▶ WHAT THE EXERCISE ASKS:
Set down, word for word, the lines of the material below, starting at the line that contains "Expected: for every instance of the tree" and running through the end of the material.

[Entries pointing to labeled objects]
====================

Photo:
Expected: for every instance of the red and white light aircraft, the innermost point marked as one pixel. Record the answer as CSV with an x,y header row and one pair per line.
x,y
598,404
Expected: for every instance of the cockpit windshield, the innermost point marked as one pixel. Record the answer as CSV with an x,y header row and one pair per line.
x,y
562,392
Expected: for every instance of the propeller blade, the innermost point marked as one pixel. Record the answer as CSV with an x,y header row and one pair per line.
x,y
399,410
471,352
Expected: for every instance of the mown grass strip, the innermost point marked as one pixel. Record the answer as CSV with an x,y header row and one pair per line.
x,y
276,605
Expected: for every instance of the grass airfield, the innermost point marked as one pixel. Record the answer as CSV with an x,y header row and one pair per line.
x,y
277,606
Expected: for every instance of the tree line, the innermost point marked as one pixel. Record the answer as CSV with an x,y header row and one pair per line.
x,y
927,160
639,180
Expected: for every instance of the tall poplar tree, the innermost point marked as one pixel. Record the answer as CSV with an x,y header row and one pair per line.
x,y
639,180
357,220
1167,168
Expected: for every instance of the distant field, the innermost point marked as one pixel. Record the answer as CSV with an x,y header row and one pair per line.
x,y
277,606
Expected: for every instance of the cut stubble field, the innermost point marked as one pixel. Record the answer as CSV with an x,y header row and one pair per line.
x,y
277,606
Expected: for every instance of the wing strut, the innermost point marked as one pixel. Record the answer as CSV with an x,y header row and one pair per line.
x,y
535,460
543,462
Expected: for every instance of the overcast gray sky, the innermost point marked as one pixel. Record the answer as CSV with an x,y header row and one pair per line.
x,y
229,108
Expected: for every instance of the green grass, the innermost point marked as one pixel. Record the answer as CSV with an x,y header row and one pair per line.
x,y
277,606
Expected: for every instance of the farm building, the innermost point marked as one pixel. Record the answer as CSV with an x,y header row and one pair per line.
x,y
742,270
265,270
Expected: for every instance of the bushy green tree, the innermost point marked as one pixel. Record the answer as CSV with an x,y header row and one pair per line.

====================

▶ PROBLEM SOLUTION:
Expected: for every instance of the tree line, the innermost point marked as one pixel. Record the answer as CSV with an x,y header row and one pair per line.
x,y
927,160
639,180
Expected: for every instance of the tall poplar tree, the innermost point marked as one pixel. Record the answer as CSV with an x,y header row and one pair per line.
x,y
639,180
357,220
1167,168
Expected: for every instance of the distant field, the innermost point marked as one pixel. Record the answer as CSV with an x,y header row and one pair per line.
x,y
277,606
Expected: for every instance of the cut stubble field, the innermost point marked as one pixel. Record the answer as CSV with an x,y header row and one pair per line.
x,y
277,606
Expected: for every instance of the wing strut, the innermost point marked as one pixel. Record the answer as CSV with an x,y header row and one pair per line.
x,y
535,460
543,462
Expected: for every instance of the overcast gray sky, the innermost point marked as one pixel. Record the answer as CSV with an x,y header row and one pair per line.
x,y
229,108
Expected: for every instance of the green grass, the innermost point marked as one pixel. Record the answer as CSV with an x,y header row and one pair per line.
x,y
277,606
Expected: for every instance of the farm building, the innermost point marked as one pixel. Record the answer as CSV with an x,y header row and one pair per line.
x,y
742,270
265,270
Expected: for every instance of the bushy green tree, the innermost point marked as one pixel. Record the answer as CSV with an x,y header row and one pair per line.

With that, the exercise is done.